═════ TEXTO FORNECIDO
O outro foi tipo amor à primeira vista, e na verdade a existência desse cara iluminou um pouco a minha vida. Em relação a ele eu realmente me sinto como o filhote animado correndo atrás do animal mais velho e sério. O cara ainda consegue ser bastante sério, o que me fez me conter bastante na presença dele. Mas parece ser um cara legal, quem pode saber? Nada disso é importante, o importante é subir em árvores. Eu conheci o Amarelo quando uma garota apontou pra ele e pediu pra eu ajudá-lo, um cara alto e magro, cabelo máquina 2, corda de alpinista no ombro, andando a passos enérgicos (e enormes) recrutando pessoas com brados decididos sem parar de andar e sem hesitação. Não foi o que ele estava fazendo, foi o espírito com que estava fazendo isso. Eu me aproximei e ele pediu pra eu segui-lo. Andava e gritava pra quem quisesse ajudar que o seguisse. A ajuda de que ele precisava era para simular a base dos esportistas, na qual pessoas seriam içadas até um galho alto de uma árvore e depois desceriam de rapel. Ele já tinha passado uma corda pelo galho e amarrado a corda em outra ;arvore de forma que ela ficasse firme. Então ele começou a subir pela corda. Mas veja, ele não subiu pela corda com apenas a força dos braço e o jeito das pernas. Se ele tivesse feito isso, eu teria olhado pra ele com aquela inveja raivosa que eu sinto por aqueles que são simplesmente muito mais fortes que eu. Em vez disso, eu olhei para ele com a admiração de um discípulo. O cara estava amarrando outra corda menor na corda principal de forma que ele fazia laços com ela, subia pelo laço, deslocava o laço e subia novamente. Não sei nem exatamente o que ele fez. Se eu fosse outra pessoa, talvez eu tivesse querido correr até ele e pedir pra ele me ensinar ali mesmo. Uma chavinha dentro de mim mudou da posição "impossível" para "possível".

Alguém perguntou: "Você é escoteiro ou alpinista?"
E ele, sem hesitar: "Alpinista."

E, dois dias depois, depois que eu já tinha ido conversar com ele e combinado de ir no Grupo subir em árvore algum dia, quando ele estava no meu lado no bosque e ele pôs as mãos nos galhos da árvore exatamente com eu estava com vontade de fazer, eu pensei: será que ele é como eu? Será que ele vê as árvores e imediatamente pensa em como vai subir nelas?
══════════
INSTRUÇÃO —
Por favor, reescreva tudo desde "E, dois dias" até "vai subir nelas?" no texto sobre subir em árvores, trocando "bosque" por "parque". Use apenas o texto como base.
═════ DADOS APRESENTADOS
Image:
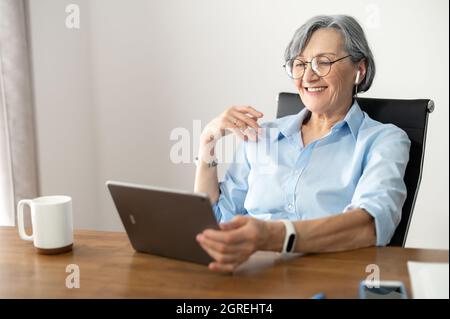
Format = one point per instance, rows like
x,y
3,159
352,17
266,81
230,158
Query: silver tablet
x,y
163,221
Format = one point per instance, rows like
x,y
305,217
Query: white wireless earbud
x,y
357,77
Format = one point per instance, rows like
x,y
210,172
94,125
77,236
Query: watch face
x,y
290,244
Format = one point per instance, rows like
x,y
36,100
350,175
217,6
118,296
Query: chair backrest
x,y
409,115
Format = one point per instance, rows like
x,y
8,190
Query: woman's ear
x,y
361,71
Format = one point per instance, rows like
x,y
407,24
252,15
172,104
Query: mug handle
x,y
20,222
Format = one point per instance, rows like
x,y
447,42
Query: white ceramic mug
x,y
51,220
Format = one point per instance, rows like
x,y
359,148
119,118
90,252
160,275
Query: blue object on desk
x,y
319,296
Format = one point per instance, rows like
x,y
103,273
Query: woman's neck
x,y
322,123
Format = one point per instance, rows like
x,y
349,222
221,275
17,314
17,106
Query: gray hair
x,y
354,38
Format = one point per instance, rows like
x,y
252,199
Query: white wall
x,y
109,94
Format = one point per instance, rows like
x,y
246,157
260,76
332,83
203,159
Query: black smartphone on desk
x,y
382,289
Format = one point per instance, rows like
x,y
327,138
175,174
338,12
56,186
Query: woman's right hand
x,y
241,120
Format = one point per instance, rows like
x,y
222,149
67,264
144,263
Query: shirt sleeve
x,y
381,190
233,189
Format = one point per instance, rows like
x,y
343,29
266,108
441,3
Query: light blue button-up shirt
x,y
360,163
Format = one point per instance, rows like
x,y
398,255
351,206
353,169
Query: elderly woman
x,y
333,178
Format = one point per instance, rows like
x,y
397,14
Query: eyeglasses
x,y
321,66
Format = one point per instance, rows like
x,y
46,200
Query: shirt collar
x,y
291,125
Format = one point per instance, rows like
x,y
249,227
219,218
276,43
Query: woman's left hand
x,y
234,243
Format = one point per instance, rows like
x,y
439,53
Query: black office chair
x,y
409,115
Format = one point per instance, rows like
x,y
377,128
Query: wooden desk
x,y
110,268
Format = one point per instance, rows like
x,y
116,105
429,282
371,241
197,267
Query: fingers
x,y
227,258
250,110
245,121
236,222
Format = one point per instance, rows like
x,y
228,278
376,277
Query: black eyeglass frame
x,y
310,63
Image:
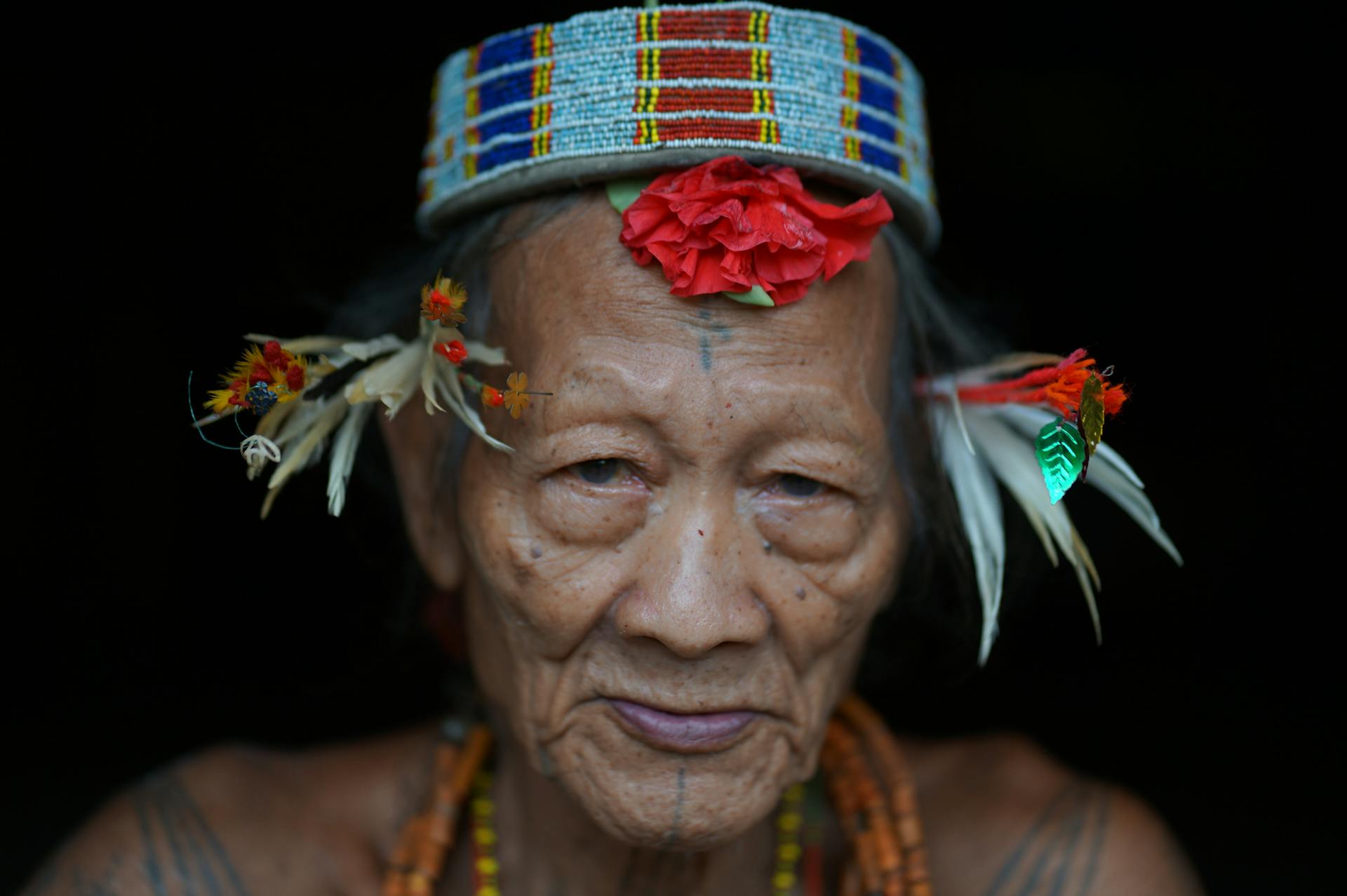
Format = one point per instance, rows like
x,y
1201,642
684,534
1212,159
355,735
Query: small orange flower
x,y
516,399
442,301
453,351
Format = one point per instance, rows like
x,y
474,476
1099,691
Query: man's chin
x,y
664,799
══════════
═════ DADOS APRESENTADOS
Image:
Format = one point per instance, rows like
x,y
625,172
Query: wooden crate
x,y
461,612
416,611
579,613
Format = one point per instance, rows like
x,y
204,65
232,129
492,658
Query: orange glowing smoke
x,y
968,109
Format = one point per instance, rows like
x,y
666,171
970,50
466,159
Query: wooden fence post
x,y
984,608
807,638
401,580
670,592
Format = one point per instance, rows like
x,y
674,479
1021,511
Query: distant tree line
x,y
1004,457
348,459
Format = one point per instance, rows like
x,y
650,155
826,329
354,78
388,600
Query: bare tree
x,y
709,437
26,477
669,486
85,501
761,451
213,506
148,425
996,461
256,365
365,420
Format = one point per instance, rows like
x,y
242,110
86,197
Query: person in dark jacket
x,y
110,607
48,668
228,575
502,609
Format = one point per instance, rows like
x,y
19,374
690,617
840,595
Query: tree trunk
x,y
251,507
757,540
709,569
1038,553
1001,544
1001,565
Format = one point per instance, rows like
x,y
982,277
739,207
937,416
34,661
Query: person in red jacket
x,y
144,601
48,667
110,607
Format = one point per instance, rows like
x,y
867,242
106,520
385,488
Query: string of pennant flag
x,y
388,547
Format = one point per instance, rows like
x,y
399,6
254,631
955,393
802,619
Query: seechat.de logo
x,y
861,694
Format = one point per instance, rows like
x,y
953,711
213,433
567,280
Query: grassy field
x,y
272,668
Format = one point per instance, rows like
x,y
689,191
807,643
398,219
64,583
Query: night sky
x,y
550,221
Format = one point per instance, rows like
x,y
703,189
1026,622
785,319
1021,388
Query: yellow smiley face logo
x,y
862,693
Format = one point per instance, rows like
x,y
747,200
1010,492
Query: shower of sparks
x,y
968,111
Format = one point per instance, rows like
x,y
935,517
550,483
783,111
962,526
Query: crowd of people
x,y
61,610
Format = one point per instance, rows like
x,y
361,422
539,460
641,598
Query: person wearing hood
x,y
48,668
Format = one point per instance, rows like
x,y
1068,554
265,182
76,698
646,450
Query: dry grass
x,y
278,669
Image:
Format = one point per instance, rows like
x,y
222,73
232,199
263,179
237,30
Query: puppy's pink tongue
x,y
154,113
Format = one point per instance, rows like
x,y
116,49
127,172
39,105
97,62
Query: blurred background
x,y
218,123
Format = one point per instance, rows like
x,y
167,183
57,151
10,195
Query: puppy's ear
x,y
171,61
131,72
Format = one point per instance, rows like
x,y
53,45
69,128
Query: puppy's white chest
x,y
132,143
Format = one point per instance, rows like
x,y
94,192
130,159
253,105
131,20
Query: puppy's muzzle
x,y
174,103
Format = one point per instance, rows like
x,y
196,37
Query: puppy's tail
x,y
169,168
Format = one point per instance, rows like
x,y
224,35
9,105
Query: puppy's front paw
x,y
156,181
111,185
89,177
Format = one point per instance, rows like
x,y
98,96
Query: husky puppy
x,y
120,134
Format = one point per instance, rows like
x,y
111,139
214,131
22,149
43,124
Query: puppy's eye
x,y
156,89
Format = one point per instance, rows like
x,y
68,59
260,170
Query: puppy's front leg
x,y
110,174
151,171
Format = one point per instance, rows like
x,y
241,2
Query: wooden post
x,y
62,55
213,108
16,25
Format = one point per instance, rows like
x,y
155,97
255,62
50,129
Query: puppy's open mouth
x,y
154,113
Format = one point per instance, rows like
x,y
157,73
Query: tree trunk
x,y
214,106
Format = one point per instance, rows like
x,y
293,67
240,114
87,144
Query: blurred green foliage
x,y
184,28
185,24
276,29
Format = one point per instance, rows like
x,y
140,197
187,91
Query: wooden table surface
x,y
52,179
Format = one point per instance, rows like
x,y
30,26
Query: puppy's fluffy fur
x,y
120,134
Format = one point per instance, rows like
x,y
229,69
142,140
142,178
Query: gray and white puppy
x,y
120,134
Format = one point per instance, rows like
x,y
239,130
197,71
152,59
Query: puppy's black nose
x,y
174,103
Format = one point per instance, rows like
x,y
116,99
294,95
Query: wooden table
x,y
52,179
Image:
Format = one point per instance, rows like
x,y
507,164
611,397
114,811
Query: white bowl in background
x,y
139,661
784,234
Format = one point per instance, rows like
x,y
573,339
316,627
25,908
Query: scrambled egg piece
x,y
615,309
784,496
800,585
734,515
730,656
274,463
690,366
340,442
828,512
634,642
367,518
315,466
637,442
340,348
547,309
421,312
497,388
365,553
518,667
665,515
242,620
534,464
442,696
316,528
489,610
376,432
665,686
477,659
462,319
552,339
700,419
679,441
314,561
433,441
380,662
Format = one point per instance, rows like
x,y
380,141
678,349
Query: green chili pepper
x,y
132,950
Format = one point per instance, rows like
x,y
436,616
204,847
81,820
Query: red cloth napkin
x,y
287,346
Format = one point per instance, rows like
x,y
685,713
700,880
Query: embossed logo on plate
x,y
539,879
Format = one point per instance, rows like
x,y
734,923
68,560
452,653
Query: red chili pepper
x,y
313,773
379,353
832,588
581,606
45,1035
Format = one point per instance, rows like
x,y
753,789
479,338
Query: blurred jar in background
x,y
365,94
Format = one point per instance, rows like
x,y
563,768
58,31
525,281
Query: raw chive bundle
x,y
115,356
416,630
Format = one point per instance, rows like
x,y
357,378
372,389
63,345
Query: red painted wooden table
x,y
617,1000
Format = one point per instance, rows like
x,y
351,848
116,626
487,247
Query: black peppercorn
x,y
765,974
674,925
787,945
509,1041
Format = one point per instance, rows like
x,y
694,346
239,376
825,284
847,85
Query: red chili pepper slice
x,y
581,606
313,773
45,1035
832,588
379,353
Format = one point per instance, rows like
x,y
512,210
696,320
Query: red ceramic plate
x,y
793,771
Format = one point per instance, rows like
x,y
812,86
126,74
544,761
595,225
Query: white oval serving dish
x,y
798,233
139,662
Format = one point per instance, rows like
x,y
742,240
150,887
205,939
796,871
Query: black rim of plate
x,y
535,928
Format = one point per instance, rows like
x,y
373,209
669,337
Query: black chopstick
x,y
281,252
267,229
══════════
RESPOSTA DO EXERCÍCIO —
E, dois dias depois, depois que eu já tinha ido conversar com ele e combinado de ir no Grupo subir em árvore algum dia, quando ele estava no meu lado no parque e ele pôs as mãos nos galhos da árvore exatamente com eu estava com vontade de fazer, eu pensei: será que ele é como eu? Será que ele vê as árvores e imediatamente pensa em como vai subir nelas?